Task to complete: Take the line that contains "of the villa" as the first line and the final line of the records as the last; return exactly those lines and the lines between.

Supplied data:
>> begin
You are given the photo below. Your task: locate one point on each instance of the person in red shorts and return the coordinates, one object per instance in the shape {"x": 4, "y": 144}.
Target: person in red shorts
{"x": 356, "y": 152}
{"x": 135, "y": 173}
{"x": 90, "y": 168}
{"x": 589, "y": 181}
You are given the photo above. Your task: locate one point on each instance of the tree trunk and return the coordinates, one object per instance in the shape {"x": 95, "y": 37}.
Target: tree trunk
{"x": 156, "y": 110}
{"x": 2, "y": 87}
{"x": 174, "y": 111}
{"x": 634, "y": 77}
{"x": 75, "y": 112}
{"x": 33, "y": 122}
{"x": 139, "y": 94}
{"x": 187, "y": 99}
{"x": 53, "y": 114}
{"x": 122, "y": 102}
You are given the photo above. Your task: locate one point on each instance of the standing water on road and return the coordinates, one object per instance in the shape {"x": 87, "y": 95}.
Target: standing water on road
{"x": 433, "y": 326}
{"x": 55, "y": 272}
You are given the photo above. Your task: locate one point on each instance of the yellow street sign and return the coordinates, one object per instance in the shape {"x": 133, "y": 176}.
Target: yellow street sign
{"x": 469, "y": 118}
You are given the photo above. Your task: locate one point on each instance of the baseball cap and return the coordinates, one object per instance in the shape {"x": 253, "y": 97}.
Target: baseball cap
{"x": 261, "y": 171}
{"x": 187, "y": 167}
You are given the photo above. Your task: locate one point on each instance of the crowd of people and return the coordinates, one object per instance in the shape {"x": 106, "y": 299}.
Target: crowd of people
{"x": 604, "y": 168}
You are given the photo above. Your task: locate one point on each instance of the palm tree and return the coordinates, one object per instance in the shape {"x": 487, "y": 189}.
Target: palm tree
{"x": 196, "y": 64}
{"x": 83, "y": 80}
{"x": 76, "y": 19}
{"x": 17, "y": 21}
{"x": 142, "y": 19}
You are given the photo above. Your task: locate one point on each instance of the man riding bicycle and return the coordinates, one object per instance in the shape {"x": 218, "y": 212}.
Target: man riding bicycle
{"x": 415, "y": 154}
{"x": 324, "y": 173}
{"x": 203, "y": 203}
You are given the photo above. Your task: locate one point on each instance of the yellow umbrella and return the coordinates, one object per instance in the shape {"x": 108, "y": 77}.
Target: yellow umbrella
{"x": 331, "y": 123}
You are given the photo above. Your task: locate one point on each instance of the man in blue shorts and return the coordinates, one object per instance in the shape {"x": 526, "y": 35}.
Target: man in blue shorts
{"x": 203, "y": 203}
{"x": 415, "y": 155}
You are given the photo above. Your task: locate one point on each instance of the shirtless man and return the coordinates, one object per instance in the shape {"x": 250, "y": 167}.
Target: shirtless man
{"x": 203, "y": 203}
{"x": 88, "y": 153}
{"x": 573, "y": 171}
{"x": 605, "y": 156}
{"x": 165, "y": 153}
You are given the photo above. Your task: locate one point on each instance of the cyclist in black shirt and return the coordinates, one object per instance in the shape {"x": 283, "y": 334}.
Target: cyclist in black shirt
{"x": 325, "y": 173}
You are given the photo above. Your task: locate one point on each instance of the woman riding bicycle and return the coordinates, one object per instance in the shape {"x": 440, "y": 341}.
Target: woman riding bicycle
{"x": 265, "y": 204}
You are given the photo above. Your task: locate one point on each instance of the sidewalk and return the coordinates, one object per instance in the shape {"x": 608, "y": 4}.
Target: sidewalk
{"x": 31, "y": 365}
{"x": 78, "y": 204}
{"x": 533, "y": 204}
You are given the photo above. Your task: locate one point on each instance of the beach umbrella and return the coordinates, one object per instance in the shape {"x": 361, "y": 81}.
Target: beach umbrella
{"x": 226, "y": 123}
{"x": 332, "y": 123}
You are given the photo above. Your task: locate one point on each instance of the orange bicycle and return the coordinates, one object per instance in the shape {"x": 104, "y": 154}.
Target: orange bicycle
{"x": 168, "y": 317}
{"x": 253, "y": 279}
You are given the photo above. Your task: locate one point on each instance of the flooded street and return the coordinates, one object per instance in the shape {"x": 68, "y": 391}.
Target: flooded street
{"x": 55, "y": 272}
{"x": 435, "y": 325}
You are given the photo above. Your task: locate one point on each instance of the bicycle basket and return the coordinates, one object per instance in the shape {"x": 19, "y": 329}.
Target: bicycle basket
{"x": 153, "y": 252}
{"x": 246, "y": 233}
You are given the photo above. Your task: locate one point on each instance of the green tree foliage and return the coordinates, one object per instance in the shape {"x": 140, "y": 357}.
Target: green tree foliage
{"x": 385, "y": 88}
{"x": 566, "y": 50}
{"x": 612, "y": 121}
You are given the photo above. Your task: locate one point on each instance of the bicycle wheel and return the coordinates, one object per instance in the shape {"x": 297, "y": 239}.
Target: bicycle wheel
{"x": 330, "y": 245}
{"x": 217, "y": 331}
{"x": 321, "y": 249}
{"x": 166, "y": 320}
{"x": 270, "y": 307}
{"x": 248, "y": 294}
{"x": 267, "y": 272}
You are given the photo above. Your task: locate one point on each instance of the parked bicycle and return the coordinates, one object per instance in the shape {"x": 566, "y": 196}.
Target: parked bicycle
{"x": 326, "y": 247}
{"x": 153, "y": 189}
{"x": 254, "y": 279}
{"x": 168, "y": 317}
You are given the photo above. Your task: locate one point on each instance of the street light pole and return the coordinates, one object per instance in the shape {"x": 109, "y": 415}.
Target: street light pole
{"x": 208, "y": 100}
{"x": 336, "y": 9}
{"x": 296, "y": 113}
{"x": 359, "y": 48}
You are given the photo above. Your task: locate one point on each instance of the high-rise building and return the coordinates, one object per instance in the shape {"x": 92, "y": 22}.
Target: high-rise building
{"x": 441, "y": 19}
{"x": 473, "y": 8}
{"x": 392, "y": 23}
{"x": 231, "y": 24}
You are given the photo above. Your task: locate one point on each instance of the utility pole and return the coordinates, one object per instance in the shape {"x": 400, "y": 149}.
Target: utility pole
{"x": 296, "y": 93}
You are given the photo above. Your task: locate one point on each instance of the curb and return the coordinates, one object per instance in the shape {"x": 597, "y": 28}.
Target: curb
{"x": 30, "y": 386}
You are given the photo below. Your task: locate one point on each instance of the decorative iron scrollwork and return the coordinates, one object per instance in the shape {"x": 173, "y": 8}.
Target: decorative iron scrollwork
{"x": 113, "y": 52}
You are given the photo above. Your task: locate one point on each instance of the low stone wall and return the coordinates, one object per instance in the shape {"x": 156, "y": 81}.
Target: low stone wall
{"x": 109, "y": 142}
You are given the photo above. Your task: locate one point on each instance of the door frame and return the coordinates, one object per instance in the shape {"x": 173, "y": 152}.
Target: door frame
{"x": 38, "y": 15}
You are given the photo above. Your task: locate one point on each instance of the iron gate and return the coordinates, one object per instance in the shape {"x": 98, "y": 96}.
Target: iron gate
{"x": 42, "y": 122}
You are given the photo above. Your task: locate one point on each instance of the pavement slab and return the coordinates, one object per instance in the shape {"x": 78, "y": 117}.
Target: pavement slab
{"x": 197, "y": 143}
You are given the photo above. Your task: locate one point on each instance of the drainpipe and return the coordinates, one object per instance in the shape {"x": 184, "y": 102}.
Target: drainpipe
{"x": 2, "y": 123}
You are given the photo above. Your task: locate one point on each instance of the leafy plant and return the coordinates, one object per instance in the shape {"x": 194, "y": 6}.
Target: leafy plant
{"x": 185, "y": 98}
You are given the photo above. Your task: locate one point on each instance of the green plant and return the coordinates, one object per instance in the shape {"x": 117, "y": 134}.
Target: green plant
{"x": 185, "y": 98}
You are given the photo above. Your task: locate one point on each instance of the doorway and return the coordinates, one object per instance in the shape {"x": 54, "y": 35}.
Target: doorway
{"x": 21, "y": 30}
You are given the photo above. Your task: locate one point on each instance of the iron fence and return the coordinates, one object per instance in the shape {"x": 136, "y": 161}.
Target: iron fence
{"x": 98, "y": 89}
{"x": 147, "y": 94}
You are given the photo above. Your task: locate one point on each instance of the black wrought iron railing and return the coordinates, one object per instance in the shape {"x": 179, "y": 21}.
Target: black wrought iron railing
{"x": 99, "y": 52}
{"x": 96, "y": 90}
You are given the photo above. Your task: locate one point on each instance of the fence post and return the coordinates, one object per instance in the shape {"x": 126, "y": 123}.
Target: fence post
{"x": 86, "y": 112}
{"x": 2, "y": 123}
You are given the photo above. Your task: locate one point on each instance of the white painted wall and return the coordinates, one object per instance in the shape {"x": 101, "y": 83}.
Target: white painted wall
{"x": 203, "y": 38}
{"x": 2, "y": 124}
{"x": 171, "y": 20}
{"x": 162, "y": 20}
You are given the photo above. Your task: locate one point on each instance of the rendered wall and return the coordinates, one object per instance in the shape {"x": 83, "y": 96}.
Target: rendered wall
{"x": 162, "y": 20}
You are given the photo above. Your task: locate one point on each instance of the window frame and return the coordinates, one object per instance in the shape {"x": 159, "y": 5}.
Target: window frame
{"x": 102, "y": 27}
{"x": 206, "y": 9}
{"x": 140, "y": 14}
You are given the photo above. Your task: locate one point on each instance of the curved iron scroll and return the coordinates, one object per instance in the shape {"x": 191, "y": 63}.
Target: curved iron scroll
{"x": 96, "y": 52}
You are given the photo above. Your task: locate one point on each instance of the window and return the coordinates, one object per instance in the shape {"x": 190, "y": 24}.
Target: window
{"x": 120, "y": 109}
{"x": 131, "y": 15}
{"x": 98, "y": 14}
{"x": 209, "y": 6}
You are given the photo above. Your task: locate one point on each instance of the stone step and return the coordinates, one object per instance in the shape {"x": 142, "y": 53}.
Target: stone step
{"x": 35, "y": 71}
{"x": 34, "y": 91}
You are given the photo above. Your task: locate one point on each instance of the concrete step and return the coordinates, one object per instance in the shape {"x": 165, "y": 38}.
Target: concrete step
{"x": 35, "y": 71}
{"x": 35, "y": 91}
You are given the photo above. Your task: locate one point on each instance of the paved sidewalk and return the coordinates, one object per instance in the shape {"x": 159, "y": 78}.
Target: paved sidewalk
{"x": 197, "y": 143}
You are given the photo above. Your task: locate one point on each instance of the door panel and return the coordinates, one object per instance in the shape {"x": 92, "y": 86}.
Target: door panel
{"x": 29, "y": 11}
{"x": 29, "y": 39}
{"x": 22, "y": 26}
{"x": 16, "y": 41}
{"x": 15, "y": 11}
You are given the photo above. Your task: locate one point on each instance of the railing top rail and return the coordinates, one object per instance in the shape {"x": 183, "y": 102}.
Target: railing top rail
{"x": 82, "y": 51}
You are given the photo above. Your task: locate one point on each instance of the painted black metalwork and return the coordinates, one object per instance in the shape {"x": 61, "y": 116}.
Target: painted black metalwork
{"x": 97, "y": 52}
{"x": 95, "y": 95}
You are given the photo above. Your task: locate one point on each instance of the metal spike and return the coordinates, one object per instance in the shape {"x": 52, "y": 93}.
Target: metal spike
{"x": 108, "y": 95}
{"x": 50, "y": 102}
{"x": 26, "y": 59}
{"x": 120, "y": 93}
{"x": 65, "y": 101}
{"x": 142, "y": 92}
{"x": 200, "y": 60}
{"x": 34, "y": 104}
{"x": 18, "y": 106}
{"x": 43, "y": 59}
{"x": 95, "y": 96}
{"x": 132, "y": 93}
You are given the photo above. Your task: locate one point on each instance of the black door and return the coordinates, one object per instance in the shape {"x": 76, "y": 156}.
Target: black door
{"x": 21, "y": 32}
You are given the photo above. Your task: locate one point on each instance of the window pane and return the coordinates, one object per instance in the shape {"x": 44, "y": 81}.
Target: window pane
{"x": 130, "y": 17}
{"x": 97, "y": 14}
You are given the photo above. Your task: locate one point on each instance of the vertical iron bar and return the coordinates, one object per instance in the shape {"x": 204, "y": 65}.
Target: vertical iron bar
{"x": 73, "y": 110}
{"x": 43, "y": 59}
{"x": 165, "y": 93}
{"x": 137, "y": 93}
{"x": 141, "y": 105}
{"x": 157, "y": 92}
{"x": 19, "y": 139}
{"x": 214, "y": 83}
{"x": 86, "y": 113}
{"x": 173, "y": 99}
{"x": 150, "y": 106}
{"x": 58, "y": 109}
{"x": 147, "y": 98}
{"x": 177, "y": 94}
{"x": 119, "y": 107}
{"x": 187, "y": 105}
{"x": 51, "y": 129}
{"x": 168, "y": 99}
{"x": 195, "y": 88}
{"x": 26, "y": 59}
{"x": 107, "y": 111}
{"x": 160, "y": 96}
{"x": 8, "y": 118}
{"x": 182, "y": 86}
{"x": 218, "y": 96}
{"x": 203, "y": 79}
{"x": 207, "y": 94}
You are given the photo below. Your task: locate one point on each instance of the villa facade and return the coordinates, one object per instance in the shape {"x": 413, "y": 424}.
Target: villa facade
>> end
In response:
You are given the photo below. Your task: locate one point on each instance of the villa facade and return the coordinates, one object per instance in the shape {"x": 413, "y": 424}.
Target: villa facade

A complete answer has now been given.